━━ EXCERPTED DATA

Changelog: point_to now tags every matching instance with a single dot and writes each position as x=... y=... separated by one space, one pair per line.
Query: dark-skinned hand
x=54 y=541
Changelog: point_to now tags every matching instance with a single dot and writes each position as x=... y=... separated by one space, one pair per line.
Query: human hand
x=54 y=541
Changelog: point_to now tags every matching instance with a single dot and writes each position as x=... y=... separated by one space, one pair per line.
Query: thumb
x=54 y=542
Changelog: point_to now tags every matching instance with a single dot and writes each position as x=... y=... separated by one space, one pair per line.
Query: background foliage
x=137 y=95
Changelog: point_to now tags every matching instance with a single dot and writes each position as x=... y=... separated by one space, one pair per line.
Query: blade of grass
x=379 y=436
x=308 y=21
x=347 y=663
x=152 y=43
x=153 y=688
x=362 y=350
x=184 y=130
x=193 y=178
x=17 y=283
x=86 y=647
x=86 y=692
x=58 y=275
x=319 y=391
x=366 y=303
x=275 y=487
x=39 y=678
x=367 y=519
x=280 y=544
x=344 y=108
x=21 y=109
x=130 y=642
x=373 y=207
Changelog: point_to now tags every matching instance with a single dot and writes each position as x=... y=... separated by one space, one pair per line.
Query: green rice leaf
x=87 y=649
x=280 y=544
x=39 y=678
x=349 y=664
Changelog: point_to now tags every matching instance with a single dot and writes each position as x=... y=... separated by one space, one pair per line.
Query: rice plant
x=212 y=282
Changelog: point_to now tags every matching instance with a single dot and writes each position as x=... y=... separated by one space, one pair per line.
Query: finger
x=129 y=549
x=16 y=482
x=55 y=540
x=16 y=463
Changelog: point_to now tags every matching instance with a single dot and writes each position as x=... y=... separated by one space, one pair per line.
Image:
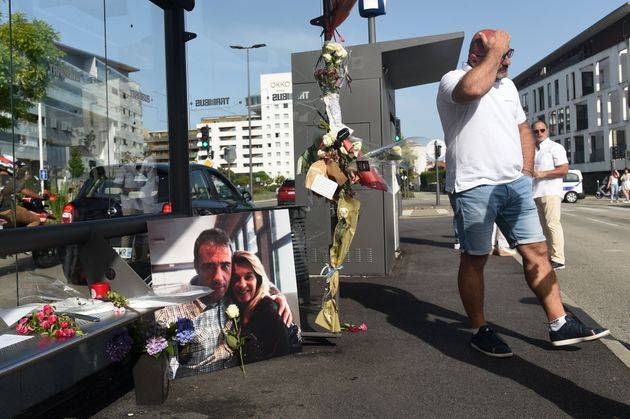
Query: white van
x=572 y=186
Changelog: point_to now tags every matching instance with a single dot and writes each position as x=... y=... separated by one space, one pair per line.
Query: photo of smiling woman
x=249 y=290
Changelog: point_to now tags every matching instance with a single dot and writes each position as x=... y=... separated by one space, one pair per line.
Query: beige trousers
x=549 y=208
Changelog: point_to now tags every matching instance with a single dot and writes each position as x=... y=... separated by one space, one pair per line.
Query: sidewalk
x=414 y=360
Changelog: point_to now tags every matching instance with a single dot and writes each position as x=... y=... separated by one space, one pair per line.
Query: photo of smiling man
x=258 y=277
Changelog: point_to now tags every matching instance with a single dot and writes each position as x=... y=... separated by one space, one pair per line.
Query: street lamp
x=249 y=113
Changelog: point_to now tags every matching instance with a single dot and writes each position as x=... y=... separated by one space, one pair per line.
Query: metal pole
x=40 y=137
x=249 y=121
x=372 y=29
x=437 y=175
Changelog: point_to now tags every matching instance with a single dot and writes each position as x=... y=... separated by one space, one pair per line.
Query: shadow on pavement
x=450 y=336
x=426 y=242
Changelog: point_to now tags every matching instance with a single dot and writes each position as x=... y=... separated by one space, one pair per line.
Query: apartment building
x=581 y=91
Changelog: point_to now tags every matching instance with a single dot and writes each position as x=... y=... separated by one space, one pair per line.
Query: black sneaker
x=487 y=342
x=575 y=332
x=557 y=265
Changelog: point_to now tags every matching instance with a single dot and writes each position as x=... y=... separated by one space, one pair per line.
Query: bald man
x=490 y=163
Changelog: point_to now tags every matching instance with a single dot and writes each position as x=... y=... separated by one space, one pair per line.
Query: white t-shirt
x=483 y=143
x=549 y=155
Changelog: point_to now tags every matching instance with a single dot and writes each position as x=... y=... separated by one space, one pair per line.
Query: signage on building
x=213 y=101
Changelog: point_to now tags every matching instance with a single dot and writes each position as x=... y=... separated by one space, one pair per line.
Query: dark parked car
x=116 y=191
x=286 y=192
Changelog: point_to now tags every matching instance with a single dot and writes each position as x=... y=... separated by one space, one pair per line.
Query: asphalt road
x=597 y=276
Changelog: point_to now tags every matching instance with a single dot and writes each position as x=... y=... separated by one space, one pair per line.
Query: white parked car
x=572 y=186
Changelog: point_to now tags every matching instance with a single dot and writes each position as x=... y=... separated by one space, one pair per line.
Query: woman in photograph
x=249 y=290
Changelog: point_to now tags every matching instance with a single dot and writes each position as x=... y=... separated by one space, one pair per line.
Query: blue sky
x=135 y=36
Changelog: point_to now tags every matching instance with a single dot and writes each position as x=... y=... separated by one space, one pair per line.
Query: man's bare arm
x=558 y=171
x=528 y=146
x=478 y=81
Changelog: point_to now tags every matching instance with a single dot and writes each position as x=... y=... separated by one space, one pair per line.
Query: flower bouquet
x=233 y=333
x=47 y=322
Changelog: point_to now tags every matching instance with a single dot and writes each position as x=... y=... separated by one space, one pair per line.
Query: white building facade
x=272 y=131
x=581 y=92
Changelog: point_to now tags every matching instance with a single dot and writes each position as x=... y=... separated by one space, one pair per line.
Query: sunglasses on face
x=506 y=55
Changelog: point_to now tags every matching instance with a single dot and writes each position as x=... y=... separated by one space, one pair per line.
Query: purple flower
x=184 y=336
x=119 y=345
x=155 y=345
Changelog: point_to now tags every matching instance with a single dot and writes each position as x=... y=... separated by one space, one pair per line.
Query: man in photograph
x=208 y=351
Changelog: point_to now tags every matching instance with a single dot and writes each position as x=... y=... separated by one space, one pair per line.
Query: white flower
x=328 y=139
x=232 y=311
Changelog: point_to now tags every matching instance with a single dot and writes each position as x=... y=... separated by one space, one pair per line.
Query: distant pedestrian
x=550 y=166
x=613 y=185
x=625 y=185
x=490 y=157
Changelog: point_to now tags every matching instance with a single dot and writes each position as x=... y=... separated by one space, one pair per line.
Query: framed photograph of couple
x=246 y=259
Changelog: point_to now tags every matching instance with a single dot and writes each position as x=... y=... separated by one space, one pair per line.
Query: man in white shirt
x=550 y=166
x=490 y=162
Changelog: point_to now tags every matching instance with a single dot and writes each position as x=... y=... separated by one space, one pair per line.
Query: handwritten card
x=324 y=186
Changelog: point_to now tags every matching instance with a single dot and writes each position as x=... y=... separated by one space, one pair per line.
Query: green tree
x=75 y=164
x=34 y=53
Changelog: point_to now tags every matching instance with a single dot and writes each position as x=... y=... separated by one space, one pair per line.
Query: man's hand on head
x=499 y=43
x=283 y=308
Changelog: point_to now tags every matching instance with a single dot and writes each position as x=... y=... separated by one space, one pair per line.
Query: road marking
x=613 y=345
x=603 y=222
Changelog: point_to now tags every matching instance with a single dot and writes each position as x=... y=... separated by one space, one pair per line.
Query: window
x=614 y=108
x=619 y=139
x=198 y=186
x=624 y=103
x=541 y=98
x=581 y=115
x=552 y=123
x=579 y=149
x=588 y=86
x=603 y=72
x=623 y=66
x=597 y=147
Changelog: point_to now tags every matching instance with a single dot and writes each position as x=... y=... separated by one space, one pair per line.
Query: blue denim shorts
x=511 y=206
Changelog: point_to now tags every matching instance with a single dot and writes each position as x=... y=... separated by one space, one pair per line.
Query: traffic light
x=398 y=136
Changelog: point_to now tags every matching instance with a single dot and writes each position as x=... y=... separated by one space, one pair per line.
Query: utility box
x=368 y=107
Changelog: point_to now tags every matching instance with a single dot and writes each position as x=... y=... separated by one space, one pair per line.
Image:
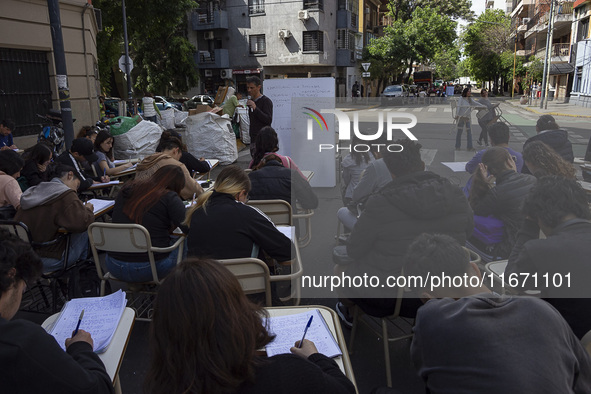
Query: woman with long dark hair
x=103 y=147
x=155 y=204
x=221 y=226
x=205 y=335
x=542 y=160
x=267 y=142
x=37 y=160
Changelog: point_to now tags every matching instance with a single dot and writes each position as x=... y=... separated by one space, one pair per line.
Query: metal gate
x=24 y=88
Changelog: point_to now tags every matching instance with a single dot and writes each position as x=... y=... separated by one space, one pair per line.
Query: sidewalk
x=555 y=108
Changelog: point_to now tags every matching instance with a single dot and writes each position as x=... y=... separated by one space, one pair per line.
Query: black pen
x=80 y=321
x=306 y=330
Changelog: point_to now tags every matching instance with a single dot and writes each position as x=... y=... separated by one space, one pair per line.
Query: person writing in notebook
x=32 y=361
x=54 y=205
x=215 y=349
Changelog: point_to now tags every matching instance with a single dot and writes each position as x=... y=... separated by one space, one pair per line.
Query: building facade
x=28 y=84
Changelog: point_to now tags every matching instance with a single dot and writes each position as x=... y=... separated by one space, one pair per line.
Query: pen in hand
x=305 y=331
x=79 y=321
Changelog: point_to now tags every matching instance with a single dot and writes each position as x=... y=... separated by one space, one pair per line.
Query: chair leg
x=386 y=351
x=354 y=328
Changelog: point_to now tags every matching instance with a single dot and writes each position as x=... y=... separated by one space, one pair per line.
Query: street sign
x=122 y=63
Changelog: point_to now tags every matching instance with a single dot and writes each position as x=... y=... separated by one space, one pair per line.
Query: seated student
x=6 y=142
x=155 y=204
x=416 y=201
x=200 y=347
x=170 y=155
x=267 y=142
x=543 y=160
x=552 y=135
x=270 y=181
x=191 y=162
x=221 y=226
x=37 y=160
x=31 y=359
x=103 y=147
x=503 y=198
x=80 y=154
x=11 y=165
x=89 y=132
x=559 y=207
x=54 y=205
x=468 y=339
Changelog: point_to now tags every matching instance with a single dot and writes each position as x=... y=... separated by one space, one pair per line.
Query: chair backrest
x=253 y=275
x=17 y=228
x=112 y=237
x=279 y=211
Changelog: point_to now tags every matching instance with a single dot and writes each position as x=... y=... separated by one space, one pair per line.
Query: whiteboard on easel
x=293 y=102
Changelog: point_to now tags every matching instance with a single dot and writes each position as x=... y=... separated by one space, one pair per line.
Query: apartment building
x=282 y=39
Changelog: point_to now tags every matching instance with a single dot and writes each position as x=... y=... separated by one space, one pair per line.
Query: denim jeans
x=141 y=271
x=461 y=123
x=78 y=251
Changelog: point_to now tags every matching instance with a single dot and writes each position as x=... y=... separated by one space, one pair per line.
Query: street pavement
x=436 y=132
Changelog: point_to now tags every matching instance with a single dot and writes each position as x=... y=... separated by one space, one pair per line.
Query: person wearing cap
x=552 y=135
x=6 y=142
x=54 y=205
x=81 y=152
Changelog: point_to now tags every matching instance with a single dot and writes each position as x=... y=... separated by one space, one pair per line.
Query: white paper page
x=288 y=231
x=456 y=166
x=101 y=318
x=99 y=205
x=290 y=328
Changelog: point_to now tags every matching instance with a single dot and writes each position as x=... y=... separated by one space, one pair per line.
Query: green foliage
x=162 y=55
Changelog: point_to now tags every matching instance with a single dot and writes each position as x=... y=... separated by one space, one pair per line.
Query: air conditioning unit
x=284 y=34
x=303 y=15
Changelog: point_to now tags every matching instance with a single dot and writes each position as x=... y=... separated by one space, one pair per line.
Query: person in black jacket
x=155 y=204
x=80 y=155
x=503 y=199
x=260 y=110
x=206 y=335
x=270 y=181
x=32 y=361
x=415 y=202
x=552 y=135
x=559 y=207
x=221 y=226
x=37 y=160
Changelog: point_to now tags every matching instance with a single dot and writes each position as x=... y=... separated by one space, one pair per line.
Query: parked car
x=395 y=91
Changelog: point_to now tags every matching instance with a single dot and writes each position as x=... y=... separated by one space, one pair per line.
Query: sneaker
x=343 y=313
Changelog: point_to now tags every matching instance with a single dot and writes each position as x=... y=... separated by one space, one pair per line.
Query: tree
x=163 y=57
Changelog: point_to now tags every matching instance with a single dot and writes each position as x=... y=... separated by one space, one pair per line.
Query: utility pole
x=548 y=59
x=61 y=73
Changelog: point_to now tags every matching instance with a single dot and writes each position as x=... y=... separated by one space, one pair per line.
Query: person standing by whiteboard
x=260 y=109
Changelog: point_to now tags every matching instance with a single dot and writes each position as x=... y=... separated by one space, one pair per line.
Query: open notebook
x=289 y=329
x=101 y=318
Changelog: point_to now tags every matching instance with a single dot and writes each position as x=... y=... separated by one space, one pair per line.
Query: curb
x=548 y=113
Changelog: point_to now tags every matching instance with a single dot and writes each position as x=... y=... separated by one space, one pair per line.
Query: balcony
x=218 y=58
x=209 y=20
x=345 y=58
x=347 y=20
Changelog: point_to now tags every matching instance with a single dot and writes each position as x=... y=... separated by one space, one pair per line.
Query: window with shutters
x=257 y=45
x=313 y=41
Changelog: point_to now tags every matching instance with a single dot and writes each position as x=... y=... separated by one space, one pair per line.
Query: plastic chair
x=130 y=238
x=253 y=275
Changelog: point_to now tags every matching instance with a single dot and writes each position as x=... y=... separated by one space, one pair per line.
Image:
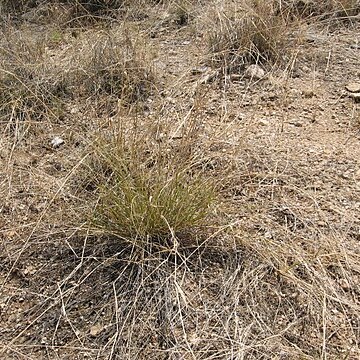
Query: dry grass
x=151 y=189
x=162 y=268
x=31 y=89
x=240 y=33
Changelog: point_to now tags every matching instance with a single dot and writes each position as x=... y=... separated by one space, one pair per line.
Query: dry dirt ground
x=277 y=278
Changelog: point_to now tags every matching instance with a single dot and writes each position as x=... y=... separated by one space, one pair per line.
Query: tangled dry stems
x=256 y=288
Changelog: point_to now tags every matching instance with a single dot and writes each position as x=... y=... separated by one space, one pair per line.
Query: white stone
x=57 y=141
x=254 y=72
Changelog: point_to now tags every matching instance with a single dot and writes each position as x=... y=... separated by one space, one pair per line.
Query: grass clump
x=149 y=192
x=247 y=32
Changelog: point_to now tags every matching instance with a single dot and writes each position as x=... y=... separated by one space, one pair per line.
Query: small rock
x=264 y=122
x=199 y=70
x=254 y=72
x=308 y=93
x=57 y=141
x=353 y=87
x=96 y=329
x=355 y=96
x=296 y=123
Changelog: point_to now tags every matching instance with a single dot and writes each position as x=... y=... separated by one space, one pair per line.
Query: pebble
x=353 y=87
x=254 y=72
x=355 y=96
x=57 y=141
x=264 y=122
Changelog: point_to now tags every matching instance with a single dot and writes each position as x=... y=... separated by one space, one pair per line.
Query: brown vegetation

━━━━

> WORK INSTRUCTIONS
The line containing "Query: plastic chair" and every line after it, up to the last line of the data, should be returned exactly, without the pictures.

> YOUR RESPONSE
Query: plastic chair
x=130 y=238
x=253 y=275
Changelog: point_to now tags every matching instance with a single dot and writes each position as x=... y=... separated by one space, one pair per line.
Image:
Query: dry grass
x=151 y=189
x=162 y=268
x=31 y=89
x=240 y=33
Changelog: point_to now tags every matching instance with a single dot and writes each position as x=... y=... separated by one space, one pair per line.
Query: dry dirt ground
x=277 y=278
Changelog: point_to now tags every matching instance with a single dot and writes each position as x=... y=... separated by one space, one pair per line.
Query: tangled dry stems
x=256 y=288
Changelog: point_to now tags every matching instance with a single dot and writes each position as x=... y=... separated by one space, one pair per line.
Query: white stone
x=57 y=141
x=254 y=72
Changelog: point_to now tags every matching instance with a single dot and writes each position as x=... y=... separated by one space, one pair per line.
Query: grass clump
x=149 y=192
x=247 y=32
Changelog: point_to now tags every matching instance with a single dot and writes each position as x=... y=... separated by one space, one pair per line.
Query: small rock
x=264 y=122
x=199 y=70
x=254 y=72
x=308 y=93
x=57 y=141
x=353 y=87
x=96 y=329
x=355 y=96
x=296 y=123
Changelog: point_to now tags every matching instance with a single dot and writes each position as x=... y=... separated by one space, one pair per line.
Query: pebble
x=353 y=87
x=254 y=72
x=355 y=96
x=57 y=141
x=264 y=122
Changelog: point_to now tags every matching instance with a single dot and writes each position as x=... y=... separated by one space, one pair per line.
Query: brown vegetation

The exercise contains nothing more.